WHAT YOU ARE ASKED TO DO: Update these lines by replacing "thickest part" with "widest part" everywhere it occurs, changing nothing else, and leave the pictures out of your answer.

········

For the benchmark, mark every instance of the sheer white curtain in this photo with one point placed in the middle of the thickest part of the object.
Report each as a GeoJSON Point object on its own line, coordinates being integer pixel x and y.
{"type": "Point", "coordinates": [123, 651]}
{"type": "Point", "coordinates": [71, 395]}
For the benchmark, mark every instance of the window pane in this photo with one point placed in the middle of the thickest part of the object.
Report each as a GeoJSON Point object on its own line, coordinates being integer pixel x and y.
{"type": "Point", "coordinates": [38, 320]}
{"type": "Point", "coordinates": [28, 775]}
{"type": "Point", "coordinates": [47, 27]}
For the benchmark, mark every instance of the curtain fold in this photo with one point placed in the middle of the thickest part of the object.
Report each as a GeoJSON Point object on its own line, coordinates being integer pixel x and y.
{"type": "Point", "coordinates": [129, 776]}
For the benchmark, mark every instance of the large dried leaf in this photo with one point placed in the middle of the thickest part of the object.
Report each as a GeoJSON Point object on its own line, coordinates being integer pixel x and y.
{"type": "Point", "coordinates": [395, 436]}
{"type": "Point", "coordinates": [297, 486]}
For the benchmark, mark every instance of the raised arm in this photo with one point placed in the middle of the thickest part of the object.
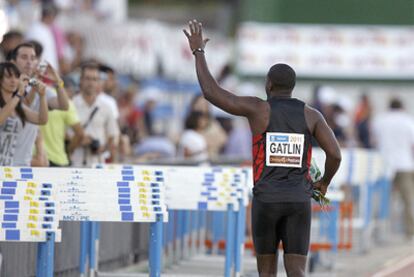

········

SOLUTION BELOW:
For the benchmark, mark every instance of the sheer white curtain in this photo with one point placed in the middle of the widest part of the object.
Report each as a GeoJSON Point object on its own line, coordinates being integer pixel x and y.
{"type": "Point", "coordinates": [123, 651]}
{"type": "Point", "coordinates": [71, 395]}
For the benchmark, mark every instance of the window pane in this photo with one point placed in the middle of the widest part of the object.
Report each as a GeoJSON Point object on its own line, coordinates being integer pixel x and y.
{"type": "Point", "coordinates": [38, 320]}
{"type": "Point", "coordinates": [28, 775]}
{"type": "Point", "coordinates": [47, 27]}
For the benchmark, mark every instance of the curtain fold in this photo with one point placed in the middle of the widest part of the object.
Report each as a GeoJSON Point object on its own line, coordinates being integer pixel x and y.
{"type": "Point", "coordinates": [129, 776]}
For the benchmark, mark every instance of the large dried leaf in this photo with one point placed in the middle of the widest part of the object.
Report each as a GeoJSON Point object on its own line, coordinates being integer pixel x and y.
{"type": "Point", "coordinates": [395, 436]}
{"type": "Point", "coordinates": [297, 486]}
For the benchmark, mark every instance of the raised arm in this photo with one point placed in the middle of the widest part of the object.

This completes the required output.